## ИСХОДНЫЙ ТЕКСТ:
№4, 1971/Теория литературы

Романтическая типизация

Проблема типичности романтического образа имеет принципиальное значение, а в нынешних условиях, пожалуй, и особенную остроту. Авторы ряда работ, появившихся за последние годы, исходя из того, что типичность присуща якобы только реализму, ничего не говорят о соотношении типичности и революционной романтики. Иногда же отрицание типичности романтических образов высказывается и прямо. Некоторые другие исследователи делают и такой вывод: где нет типических характеров, там нет ни реализма, ни типизации.

Так или иначе, природа реалистической типизации – предмет серьезного и, конечно, вполне заслуженного внимания наших теоретиков. Не далее как в предыдущем номере «Вопросов литературы» она была подвергнута всестороннему исследованию в глубокой и содержательной статье В. Новикова «О художественной правде». Думается, однако, что проблемы романтической типизации имеют не менее серьезное теоретическое и практическое значение. Об этом и пойдет речь в моей статье.

Факты художественной практики показывают, что революционный романтизм, вдохновленный героической борьбой народа, перспективой прогрессивного развития, мечтой о будущем, романтические образы, не отрывающиеся от почвы, их породившей, несут в себе – не могут не нести – обобщение правды жизни, типичность. Рассмотрение же типичности и революционной романтики как взаимоисключающих понятий ведет к сужению творческого разнообразия и богатства форм литературы социалистического реализма. Другое дело, если ставится вопрос о своеобразии типизации в романтическом творчестве. Ведь качественные различия способов типизации, как справедливо подчеркивает в статье «Мировоззрение и творчество» 1 М. Храпченко, и определяют в конечном счете специфику того или иного художественного метода, дают основания говорить о его отличии от других методов. Это мнение выражали и другие Исследователи, и особенно обстоятельно и аргументированно А. Ревякин в своей монографии «Проблема типического в художественной литературе». Совершенно прав и У. Фохт, когда он утверждает, что «в определенных общественных условиях именно романтическая типизация получает возможность более правдивого отражения действительности, нежели реалистическая» 2.

## ЗАДАНИЕ 1:
Оформите, пожалуйста, в виде таблицы Markdown строки из записей: всё от строки, содержащей "Practice step: label each instance of the athlete's leg", вниз до строки, содержащей "(1143, 419)", включая обе. Пустые строки пропустите, а столбцы назовите «№» (номер строки по порядку) и «Строка».

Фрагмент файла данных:
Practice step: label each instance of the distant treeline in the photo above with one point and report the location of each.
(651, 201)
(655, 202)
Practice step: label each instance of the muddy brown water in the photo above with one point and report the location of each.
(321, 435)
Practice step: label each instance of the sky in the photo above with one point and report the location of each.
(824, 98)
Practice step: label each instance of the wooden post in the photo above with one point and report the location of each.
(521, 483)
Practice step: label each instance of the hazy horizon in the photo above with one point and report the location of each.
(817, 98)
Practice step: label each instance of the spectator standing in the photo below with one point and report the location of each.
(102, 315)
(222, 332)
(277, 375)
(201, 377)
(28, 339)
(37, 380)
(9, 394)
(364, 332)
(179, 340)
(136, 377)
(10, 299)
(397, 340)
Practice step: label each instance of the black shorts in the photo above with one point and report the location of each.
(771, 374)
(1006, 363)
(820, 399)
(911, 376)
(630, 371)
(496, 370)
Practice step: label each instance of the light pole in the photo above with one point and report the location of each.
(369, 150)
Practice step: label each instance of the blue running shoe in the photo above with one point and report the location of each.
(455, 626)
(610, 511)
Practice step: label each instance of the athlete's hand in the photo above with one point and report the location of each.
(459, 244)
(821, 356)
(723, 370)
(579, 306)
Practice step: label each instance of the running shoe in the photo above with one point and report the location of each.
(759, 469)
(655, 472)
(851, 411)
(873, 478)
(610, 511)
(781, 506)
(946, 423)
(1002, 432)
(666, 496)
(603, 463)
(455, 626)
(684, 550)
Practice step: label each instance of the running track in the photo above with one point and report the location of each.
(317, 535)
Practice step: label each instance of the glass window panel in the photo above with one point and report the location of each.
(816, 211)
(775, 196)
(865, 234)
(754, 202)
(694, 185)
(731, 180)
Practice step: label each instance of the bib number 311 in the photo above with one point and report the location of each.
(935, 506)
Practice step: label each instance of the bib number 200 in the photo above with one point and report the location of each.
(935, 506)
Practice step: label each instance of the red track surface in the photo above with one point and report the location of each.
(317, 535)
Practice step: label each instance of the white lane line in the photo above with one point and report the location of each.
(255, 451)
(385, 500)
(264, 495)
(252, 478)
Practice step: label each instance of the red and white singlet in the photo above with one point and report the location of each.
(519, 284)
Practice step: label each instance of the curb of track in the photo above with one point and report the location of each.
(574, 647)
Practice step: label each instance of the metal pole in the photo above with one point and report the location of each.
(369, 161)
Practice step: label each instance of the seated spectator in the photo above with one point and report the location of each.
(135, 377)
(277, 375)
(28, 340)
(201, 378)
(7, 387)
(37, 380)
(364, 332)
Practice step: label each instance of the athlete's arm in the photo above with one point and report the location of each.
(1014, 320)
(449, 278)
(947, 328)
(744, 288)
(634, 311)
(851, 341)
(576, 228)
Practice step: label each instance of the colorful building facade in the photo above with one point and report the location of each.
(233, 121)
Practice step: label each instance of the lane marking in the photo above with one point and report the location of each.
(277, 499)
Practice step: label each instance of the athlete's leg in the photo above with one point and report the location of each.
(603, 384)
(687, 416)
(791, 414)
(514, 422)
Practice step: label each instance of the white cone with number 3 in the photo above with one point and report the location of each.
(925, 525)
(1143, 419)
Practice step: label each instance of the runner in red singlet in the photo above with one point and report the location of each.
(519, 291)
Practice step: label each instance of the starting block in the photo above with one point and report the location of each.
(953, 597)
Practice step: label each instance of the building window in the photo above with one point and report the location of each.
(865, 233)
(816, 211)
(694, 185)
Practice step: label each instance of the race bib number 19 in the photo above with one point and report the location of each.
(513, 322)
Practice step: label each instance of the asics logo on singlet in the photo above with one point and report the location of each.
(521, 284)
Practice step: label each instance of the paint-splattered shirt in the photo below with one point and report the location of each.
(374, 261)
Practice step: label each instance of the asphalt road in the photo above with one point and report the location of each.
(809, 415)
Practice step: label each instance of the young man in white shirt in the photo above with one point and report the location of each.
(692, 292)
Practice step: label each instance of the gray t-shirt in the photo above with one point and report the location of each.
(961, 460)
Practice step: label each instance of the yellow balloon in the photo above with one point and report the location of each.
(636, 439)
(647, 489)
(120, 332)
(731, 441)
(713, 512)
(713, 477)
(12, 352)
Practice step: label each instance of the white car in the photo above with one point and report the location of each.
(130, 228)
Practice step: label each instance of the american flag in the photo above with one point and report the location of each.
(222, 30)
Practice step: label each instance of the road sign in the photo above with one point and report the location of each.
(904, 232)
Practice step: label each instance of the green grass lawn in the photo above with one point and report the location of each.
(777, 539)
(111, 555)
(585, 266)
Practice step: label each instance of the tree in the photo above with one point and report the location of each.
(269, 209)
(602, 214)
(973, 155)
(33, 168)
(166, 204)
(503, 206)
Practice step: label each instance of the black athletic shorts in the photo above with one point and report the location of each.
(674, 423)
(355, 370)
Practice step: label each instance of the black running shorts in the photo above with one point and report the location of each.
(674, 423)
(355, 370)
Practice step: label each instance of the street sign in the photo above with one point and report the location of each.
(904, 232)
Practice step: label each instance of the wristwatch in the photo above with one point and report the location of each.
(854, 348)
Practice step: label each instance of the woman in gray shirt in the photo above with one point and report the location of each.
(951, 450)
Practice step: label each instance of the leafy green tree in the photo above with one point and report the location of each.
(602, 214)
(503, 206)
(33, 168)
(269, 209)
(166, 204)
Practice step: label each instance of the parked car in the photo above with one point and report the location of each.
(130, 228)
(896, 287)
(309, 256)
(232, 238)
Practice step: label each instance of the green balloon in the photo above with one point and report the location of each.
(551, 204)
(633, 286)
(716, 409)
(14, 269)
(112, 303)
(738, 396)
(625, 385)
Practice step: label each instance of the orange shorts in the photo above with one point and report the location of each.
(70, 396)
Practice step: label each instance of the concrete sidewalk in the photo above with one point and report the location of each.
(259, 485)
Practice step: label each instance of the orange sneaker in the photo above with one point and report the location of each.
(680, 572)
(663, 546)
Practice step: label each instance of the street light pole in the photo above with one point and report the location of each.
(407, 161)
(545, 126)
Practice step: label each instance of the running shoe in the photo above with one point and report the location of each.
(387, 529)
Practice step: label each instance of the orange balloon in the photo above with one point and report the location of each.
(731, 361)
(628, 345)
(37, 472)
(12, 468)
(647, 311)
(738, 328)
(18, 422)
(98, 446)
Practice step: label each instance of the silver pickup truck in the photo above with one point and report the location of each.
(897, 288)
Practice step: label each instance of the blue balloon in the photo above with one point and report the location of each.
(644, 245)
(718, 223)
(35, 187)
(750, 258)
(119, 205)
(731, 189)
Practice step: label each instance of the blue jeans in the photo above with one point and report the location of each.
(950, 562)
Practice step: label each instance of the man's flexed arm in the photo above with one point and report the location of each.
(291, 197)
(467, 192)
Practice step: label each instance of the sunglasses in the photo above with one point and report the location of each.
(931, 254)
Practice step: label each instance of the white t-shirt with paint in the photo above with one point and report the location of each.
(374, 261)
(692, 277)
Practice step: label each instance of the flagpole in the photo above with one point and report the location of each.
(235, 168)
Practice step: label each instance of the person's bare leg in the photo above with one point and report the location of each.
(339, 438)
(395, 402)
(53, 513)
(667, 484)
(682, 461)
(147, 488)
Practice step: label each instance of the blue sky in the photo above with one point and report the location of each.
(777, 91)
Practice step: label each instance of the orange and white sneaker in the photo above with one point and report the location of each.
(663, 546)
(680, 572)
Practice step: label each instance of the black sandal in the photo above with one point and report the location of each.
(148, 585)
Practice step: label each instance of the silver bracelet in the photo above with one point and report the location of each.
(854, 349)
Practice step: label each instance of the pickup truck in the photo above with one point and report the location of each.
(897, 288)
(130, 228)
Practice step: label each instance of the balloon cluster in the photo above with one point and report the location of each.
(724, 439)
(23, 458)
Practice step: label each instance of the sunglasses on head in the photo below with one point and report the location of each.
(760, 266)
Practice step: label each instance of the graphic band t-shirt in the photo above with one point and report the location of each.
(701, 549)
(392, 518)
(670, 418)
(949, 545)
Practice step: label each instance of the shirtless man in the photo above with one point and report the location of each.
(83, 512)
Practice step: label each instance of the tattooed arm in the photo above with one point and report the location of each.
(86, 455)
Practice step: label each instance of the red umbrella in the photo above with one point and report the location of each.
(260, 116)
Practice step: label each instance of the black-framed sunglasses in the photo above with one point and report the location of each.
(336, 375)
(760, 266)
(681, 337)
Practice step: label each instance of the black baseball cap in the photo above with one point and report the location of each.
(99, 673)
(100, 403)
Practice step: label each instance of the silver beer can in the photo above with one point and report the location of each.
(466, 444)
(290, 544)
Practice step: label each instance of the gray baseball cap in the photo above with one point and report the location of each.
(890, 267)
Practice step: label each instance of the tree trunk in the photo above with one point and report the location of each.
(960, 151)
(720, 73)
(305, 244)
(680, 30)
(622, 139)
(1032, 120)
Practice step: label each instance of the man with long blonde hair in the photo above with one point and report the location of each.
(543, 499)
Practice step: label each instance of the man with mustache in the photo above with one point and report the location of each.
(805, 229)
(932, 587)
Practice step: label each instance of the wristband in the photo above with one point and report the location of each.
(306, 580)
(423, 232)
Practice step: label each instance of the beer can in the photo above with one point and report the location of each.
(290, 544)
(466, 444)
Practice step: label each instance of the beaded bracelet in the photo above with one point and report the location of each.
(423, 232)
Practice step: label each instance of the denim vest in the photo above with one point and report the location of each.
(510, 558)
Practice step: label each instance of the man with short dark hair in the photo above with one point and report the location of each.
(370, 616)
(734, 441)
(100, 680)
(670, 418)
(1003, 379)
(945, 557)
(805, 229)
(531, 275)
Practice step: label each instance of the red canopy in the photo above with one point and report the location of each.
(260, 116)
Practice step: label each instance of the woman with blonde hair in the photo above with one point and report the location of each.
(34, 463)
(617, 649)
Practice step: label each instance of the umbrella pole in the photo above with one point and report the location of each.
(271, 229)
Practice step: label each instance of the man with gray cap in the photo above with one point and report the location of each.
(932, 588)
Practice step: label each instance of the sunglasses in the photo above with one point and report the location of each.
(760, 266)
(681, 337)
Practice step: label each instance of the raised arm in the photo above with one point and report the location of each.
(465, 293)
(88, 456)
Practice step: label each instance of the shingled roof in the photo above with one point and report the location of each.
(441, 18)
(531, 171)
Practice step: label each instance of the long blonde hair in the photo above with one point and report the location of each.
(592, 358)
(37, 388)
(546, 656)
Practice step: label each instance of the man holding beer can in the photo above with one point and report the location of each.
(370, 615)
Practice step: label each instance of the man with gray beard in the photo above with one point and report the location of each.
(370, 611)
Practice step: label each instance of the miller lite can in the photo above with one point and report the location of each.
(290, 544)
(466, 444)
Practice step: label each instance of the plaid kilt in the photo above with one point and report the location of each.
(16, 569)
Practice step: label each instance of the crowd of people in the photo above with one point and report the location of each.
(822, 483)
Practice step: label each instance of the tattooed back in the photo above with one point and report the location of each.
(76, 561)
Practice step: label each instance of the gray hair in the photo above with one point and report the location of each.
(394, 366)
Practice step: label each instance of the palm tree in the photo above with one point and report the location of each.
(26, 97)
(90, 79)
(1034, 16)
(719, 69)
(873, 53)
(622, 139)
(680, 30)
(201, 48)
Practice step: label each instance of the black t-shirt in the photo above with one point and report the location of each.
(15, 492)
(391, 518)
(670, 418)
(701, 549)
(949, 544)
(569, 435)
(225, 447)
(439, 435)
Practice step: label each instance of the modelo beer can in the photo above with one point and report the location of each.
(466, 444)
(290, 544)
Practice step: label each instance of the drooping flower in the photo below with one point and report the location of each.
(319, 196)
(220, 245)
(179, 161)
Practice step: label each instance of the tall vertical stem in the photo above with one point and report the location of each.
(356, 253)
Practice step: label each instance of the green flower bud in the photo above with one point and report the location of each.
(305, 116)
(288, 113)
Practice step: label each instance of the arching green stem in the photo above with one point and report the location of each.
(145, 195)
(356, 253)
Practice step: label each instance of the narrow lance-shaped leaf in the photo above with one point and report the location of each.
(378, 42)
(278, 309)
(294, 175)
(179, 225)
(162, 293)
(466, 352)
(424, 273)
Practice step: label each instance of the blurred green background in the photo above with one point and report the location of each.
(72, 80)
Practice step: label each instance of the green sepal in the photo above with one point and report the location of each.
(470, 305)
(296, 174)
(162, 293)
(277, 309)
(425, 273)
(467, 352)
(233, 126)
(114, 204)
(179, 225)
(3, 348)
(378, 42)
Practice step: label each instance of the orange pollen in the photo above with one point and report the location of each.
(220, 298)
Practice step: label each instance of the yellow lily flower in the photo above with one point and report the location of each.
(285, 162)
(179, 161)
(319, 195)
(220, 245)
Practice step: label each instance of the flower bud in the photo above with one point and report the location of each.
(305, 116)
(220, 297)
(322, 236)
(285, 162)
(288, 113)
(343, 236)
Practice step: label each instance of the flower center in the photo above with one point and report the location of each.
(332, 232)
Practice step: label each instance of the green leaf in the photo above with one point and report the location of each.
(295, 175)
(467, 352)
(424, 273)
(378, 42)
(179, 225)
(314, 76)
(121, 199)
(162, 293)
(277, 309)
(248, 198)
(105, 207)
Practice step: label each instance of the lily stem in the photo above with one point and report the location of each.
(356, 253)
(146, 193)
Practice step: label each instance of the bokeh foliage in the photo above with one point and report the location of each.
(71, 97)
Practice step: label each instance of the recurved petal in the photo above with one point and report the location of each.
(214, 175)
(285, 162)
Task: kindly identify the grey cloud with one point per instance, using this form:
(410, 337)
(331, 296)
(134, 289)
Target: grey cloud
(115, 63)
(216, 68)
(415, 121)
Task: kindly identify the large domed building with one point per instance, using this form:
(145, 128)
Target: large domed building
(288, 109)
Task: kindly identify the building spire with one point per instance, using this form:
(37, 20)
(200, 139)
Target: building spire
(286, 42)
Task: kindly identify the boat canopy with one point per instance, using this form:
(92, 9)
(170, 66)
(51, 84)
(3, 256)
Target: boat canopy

## ЗАДАНИЕ 2:
Почему, согласно статье о романтической типизации, вопрос о своеобразии типизации в романтическом творчестве важен?

## ОТВЕТ 1:
| № | Строка |
|---|---|
| 1 | Practice step: label each instance of the athlete's leg in the photo above with one point and report the location of each. |
| 2 | (603, 384) |
| 3 | (687, 416) |
| 4 | (791, 414) |
| 5 | (514, 422) |
| 6 | Practice step: label each instance of the white cone with number 3 in the photo above with one point and report the location of each. |
| 7 | (925, 525) |
| 8 | (1143, 419) |

## ОТВЕТ 2:
Качественные различия способов типизации, как подчеркивает М. Храпченко, в конечном счете определяют специфику художественного метода. Они же дают основания говорить о его отличии от других методов.